● KURZE AUFGABE 1
Gib aus dem Text zur EU-Forschungsförderung den Abschnitt wörtlich wieder, der bei „Die Mitgliedstaaten sind“ beginnt und bei „werden, sind denkbar.“ endet.
● KURZE AUFGABE 2
Worauf beruhen laut dem Text zur EU-Forschungsförderung der Erfolg und der gute Ruf der europäischen Rahmenprogramme für Forschung und Innovation?
● KURZE AUFGABE 3
Führe alle Sätze aus dem Text zur EU-Forschungsförderung auf, die das Wort „sollte“ oder „sollten“ enthalten.

● QUELLDOKUMENT

^^^^

Die Mitgliedstaaten sind gehalten, die Ausgaben für die Hochschulen zu erhöhen. Die über die europäische Kohäsionspolitik zur Verfügung gestellten Strukturfondsmittel sollten auch dafür genutzt werden. Pauschalierte und einfach zu handhabende Zusatzförderungen für bereits bewilligte Verbundforschungsprojekte, in die exzellente Nachwuchswissenschaftler*innen aus weniger forschungs- und innovationsintensiven Mitgliedstaaten einbezogen werden, sind denkbar.

Forderungen:
1) Der Kern des Forschungsrahmenprogramms sollte in Zukunft wieder der europäische Mehrwert sein. Die EU-Förderung sollte sich auf Ziele konzentrieren, die national nicht erreichbar sind, und ergänzende Anreize für die Mitgliedstaaten schaffen, ihre nationalen Investitionen in die Forschung und Innovation zu erhöhen. Dafür sind die europäischen Mittel kontinuierlich zu erhöhen.

2) Die europäische Verbundforschung als schnelles und flexibles Instrument der Kooperation von Wissenschaft und Wirtschaft in kleinen und mittelgroßen Projekten sollte gestärkt werden.

III.    Qualität richtig bewerten und gute Ideen richtig umsetzen
Der Erfolg und der gute Ruf der europäischen Rahmenprogramme für Forschung und Innovation beruhen auf der Betonung des Exzellenzprinzips, das die EU-Kommission als zentrales Entscheidungskriterium in Horizont 2020 durchgesetzt hat.

^^^^

● GEGEBENE DATEN
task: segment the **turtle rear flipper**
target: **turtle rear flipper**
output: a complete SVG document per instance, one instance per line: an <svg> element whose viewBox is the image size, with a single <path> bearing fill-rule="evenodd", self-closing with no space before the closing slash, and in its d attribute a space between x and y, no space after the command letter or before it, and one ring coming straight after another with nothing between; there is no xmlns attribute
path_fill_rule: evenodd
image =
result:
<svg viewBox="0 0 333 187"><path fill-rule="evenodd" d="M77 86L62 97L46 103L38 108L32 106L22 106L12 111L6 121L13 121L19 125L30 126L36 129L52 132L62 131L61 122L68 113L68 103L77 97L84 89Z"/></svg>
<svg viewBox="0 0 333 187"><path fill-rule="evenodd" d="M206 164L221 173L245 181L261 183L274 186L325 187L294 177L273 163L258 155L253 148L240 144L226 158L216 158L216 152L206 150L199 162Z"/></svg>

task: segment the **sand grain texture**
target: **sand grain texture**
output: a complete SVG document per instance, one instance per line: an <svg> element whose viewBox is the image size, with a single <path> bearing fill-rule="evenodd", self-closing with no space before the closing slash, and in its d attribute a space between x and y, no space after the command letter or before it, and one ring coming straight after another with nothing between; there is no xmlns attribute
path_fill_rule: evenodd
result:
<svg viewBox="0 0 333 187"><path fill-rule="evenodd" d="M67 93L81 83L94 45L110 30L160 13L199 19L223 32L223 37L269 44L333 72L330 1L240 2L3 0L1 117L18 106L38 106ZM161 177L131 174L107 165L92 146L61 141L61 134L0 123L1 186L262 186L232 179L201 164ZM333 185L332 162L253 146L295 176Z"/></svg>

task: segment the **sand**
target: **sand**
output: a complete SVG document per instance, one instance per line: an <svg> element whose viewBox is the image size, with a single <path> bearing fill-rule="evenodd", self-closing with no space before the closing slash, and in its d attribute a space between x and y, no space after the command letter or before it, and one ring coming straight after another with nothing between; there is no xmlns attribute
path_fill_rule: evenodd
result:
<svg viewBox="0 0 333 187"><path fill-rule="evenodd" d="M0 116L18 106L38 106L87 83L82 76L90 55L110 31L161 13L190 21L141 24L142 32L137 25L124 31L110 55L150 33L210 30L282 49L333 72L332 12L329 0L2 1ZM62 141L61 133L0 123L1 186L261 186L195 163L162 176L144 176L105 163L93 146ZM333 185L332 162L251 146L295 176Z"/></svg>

^^^^

● VOLLSTÄNDIGE ANTWORT 1
Die Mitgliedstaaten sind gehalten, die Ausgaben für die Hochschulen zu erhöhen. Die über die europäische Kohäsionspolitik zur Verfügung gestellten Strukturfondsmittel sollten auch dafür genutzt werden. Pauschalierte und einfach zu handhabende Zusatzförderungen für bereits bewilligte Verbundforschungsprojekte, in die exzellente Nachwuchswissenschaftler*innen aus weniger forschungs- und innovationsintensiven Mitgliedstaaten einbezogen werden, sind denkbar.

● VOLLSTÄNDIGE ANTWORT 2
Auf der Betonung des Exzellenzprinzips, das die EU-Kommission als zentrales Entscheidungskriterium in Horizont 2020 durchgesetzt hat.

● VOLLSTÄNDIGE ANTWORT 3
- Die über die europäische Kohäsionspolitik zur Verfügung gestellten Strukturfondsmittel sollten auch dafür genutzt werden.
- Der Kern des Forschungsrahmenprogramms sollte in Zukunft wieder der europäische Mehrwert sein.
- Die EU-Förderung sollte sich auf Ziele konzentrieren, die national nicht erreichbar sind, und ergänzende Anreize für die Mitgliedstaaten schaffen, ihre nationalen Investitionen in die Forschung und Innovation zu erhöhen.
- Die europäische Verbundforschung als schnelles und flexibles Instrument der Kooperation von Wissenschaft und Wirtschaft in kleinen und mittelgroßen Projekten sollte gestärkt werden.